Output all the records word for word. Drop the pictures.

━━━━━ RECORDS FOR THE EXERCISE ━━━━━

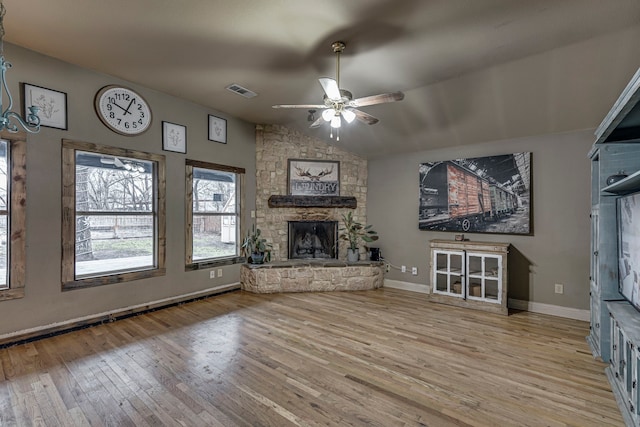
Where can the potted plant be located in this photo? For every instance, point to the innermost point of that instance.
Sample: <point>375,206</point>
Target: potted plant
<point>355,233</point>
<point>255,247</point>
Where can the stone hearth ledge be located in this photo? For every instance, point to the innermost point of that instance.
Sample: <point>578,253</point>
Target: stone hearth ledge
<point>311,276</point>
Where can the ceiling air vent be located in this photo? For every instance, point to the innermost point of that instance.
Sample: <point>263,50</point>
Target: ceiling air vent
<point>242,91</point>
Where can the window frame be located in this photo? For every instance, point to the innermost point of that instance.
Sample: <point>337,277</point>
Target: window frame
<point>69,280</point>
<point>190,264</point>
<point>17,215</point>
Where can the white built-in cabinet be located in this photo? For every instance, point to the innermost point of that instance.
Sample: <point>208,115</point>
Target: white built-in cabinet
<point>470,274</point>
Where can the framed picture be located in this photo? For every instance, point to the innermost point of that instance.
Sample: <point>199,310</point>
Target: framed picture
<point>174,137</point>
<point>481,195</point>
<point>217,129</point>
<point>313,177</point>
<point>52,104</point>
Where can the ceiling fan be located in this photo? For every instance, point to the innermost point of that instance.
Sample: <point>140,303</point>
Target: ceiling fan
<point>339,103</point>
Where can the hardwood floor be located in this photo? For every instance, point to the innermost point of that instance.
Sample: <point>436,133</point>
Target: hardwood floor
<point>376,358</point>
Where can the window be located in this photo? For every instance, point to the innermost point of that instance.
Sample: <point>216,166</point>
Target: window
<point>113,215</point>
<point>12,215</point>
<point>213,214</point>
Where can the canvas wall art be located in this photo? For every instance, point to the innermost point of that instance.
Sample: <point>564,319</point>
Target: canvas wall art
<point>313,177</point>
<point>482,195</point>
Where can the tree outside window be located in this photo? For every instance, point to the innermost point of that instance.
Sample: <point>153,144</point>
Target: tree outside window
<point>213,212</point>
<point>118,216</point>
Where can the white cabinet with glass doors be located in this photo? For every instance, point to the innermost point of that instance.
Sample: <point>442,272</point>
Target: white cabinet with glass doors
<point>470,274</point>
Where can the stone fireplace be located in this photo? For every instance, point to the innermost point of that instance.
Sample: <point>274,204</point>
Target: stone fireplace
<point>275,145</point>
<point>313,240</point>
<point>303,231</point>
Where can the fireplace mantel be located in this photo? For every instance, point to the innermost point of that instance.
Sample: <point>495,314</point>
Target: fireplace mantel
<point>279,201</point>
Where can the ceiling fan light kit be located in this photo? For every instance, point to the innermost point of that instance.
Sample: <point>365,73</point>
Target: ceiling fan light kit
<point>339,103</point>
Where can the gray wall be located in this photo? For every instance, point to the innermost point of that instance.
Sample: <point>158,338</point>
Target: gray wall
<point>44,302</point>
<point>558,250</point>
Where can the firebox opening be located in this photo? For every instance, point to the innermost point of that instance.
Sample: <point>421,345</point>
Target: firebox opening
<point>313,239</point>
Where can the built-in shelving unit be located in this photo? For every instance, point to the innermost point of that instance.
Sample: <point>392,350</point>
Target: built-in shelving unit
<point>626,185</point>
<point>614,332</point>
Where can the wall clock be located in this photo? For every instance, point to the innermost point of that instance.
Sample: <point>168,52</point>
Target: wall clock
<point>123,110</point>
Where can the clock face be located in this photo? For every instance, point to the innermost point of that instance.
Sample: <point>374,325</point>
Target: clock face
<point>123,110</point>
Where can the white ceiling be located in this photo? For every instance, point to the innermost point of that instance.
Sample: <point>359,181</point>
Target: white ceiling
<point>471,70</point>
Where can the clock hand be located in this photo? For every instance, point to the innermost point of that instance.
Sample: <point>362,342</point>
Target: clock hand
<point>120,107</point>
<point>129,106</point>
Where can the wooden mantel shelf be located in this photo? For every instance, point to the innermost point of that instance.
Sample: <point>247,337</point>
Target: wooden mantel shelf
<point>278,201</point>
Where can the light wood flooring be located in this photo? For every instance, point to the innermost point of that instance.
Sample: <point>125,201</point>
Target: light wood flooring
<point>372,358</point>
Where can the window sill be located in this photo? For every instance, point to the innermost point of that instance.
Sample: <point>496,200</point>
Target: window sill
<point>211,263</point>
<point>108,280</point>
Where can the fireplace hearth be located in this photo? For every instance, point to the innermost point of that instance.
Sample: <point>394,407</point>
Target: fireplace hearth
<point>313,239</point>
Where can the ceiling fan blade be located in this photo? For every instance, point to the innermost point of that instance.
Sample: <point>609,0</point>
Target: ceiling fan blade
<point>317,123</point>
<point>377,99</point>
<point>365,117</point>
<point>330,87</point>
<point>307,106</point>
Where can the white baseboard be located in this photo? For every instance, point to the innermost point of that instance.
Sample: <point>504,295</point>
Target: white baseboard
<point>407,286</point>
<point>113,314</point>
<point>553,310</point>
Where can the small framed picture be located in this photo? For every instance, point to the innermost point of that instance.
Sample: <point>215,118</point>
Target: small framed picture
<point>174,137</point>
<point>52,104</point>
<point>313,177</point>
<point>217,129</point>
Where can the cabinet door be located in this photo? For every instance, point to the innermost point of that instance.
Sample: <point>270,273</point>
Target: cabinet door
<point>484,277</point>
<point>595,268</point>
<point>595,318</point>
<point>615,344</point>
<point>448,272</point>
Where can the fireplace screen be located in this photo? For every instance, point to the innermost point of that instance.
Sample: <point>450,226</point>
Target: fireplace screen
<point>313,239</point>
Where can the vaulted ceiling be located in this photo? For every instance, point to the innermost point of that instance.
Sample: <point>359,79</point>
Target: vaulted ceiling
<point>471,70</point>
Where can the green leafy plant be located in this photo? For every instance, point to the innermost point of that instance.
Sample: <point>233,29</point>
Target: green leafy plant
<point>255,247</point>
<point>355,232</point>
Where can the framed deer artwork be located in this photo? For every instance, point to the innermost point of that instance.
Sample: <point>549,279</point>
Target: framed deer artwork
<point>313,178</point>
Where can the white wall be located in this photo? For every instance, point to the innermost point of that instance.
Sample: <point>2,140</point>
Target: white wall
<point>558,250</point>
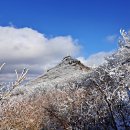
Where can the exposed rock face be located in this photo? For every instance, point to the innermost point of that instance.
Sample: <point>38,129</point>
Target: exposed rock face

━━━━━

## OUTPUT OF THE TASK
Where can the potted plant be located in this photo? For every instance, point to the innermost point of that instance.
Sample: <point>375,206</point>
Target: potted plant
<point>355,233</point>
<point>255,247</point>
Where can the stone hearth ledge be located in this photo? For every instance, point to the innermost point of that instance.
Sample: <point>578,253</point>
Target: stone hearth ledge
<point>311,276</point>
Where can the ceiling air vent be located in this photo? For every instance, point to the innermost point of that instance.
Sample: <point>263,50</point>
Target: ceiling air vent
<point>242,91</point>
Where can the window frame be located in this photo? For every instance, point to the innermost point of that instance.
Sample: <point>337,277</point>
Target: window frame
<point>69,280</point>
<point>190,264</point>
<point>17,215</point>
Where can the white built-in cabinet be located in this photo? For every instance, point to the innermost point of that instance.
Sample: <point>208,115</point>
Target: white built-in cabinet
<point>470,274</point>
Where can the framed picture be located in this photo? For every instance, point to the innermost point of that instance.
Sample: <point>199,310</point>
Target: framed picture
<point>174,137</point>
<point>481,195</point>
<point>217,129</point>
<point>313,177</point>
<point>52,104</point>
Where can the ceiling fan be located in this photo? For every instance, point to the innermost point of that instance.
Sample: <point>140,303</point>
Target: ceiling fan
<point>339,103</point>
Where can the hardwood floor be located in this photo? For every instance, point to the innermost point of that instance.
Sample: <point>436,133</point>
Target: hardwood floor
<point>376,358</point>
Where can the window be located in this photo? For every instance, point to the innermost point of that instance.
Sample: <point>216,166</point>
Target: window
<point>113,215</point>
<point>12,215</point>
<point>213,214</point>
Where can the canvas wall art be located in this photo? For every instance, point to the innermost point of that instance.
Sample: <point>564,319</point>
Target: canvas wall art
<point>313,177</point>
<point>482,195</point>
Where can the tree outside window be located in this photo? For every instance, point to the innermost point of that instance.
Sample: <point>153,144</point>
Target: tree outside window
<point>213,212</point>
<point>118,216</point>
Where can the white cabinet with glass doors be located in this photo? For every instance, point to the innermost point of that instance.
Sample: <point>442,272</point>
Target: white cabinet with glass doors
<point>470,274</point>
Where can the stone fireplace be located in this photo? For every instance, point to the innermost point of that instance.
Sample: <point>274,204</point>
Target: stone fireplace
<point>275,145</point>
<point>313,240</point>
<point>303,231</point>
Where can the fireplace mantel be located in this photo? For every instance, point to the innermost point of that instance.
Sample: <point>495,314</point>
Target: fireplace mantel
<point>279,201</point>
Where can the ceiling fan light kit be located in this photo? For every instance, point to the innermost point of that instance.
Sample: <point>365,73</point>
Target: ceiling fan light kit
<point>339,103</point>
Where can the gray wall be located in this photo? For every instance, point to the innermost point of that instance.
Sample: <point>158,338</point>
Target: gray wall
<point>44,302</point>
<point>558,250</point>
Where can the firebox opening be located in this photo? For every instance, point to the innermost point of that instance.
Sample: <point>421,345</point>
Target: firebox opening
<point>313,239</point>
Where can the built-in shelving unit be located in this photo? For every instance, point to the innermost point of that instance.
Sample: <point>392,350</point>
Target: built-in shelving unit
<point>626,185</point>
<point>614,332</point>
Where can the wall clock be located in this photo? For every instance, point to the innermost point of that instance.
Sample: <point>168,52</point>
Target: wall clock
<point>123,110</point>
Where can the clock face be located in this photo? For every instance, point to the innermost point of that instance.
Sample: <point>374,325</point>
Target: clock face
<point>123,110</point>
Where can the white ceiling be located in this photo? For every instance, point to the innermost point of that instance.
Sample: <point>359,181</point>
Target: white ceiling
<point>471,70</point>
Where can the clock hand be located in this photo? For every instance, point to the innermost point of that instance.
Sample: <point>362,342</point>
Target: clock hand
<point>120,107</point>
<point>129,106</point>
Where can the wooden mantel shelf be located in this photo? For every instance, point to the innermost point of that instance.
Sample: <point>247,337</point>
Target: wooden mantel shelf
<point>278,201</point>
Where can the light wood flooring be located in this photo? For every instance, point to the innermost point of that instance.
Sample: <point>125,201</point>
Target: light wood flooring
<point>372,358</point>
Where can the window sill be located in this photo? For every instance, point to the innermost point of that instance.
Sample: <point>496,200</point>
Target: window sill
<point>211,263</point>
<point>108,280</point>
Where can the fireplace hearth be located in this photo? For every instance, point to the innermost point of that instance.
Sample: <point>394,407</point>
Target: fireplace hearth
<point>313,239</point>
Where can the ceiling fan blade be located in this photo? For every instance, point to the innermost point of that instance.
Sample: <point>609,0</point>
Target: ceiling fan blade
<point>317,123</point>
<point>377,99</point>
<point>365,117</point>
<point>330,87</point>
<point>307,106</point>
Where can the white baseboard be located in this photo? For every instance, point to the innermost point of that instance.
Sample: <point>504,295</point>
Target: white baseboard
<point>407,286</point>
<point>113,314</point>
<point>553,310</point>
Where can the small framed picture be located in this photo? For every instance, point to the innermost point of that instance.
Sample: <point>215,118</point>
Target: small framed picture
<point>174,137</point>
<point>52,104</point>
<point>313,177</point>
<point>217,129</point>
Where can the cabinet door be located in this photo? For every instance, point to the innermost point of that instance.
Sample: <point>270,273</point>
Target: cabinet door
<point>484,277</point>
<point>595,268</point>
<point>595,318</point>
<point>615,344</point>
<point>448,272</point>
Where can the fireplace screen be located in this photo? For every instance, point to the innermost point of that instance.
Sample: <point>450,226</point>
Target: fireplace screen
<point>313,239</point>
Where can the vaulted ceiling be located in this photo? For every instance, point to the innermost point of that instance.
Sample: <point>359,79</point>
Target: vaulted ceiling
<point>471,70</point>
Where can the green leafy plant be located in this photo? For every instance, point to the innermost point of that instance.
Sample: <point>233,29</point>
Target: green leafy plant
<point>255,247</point>
<point>355,232</point>
Where can the framed deer artwork be located in this photo? For every instance, point to the innermost point of that instance.
Sample: <point>549,279</point>
Target: framed deer artwork
<point>313,178</point>
Where can the white wall be located in this photo? For every instance, point to the innermost point of that instance.
Sample: <point>2,140</point>
Target: white wall
<point>558,250</point>
Where can the exposed rock face be located in this photo? For every instance, point to the innermost point of that instance.
Sample: <point>38,129</point>
Target: exposed rock face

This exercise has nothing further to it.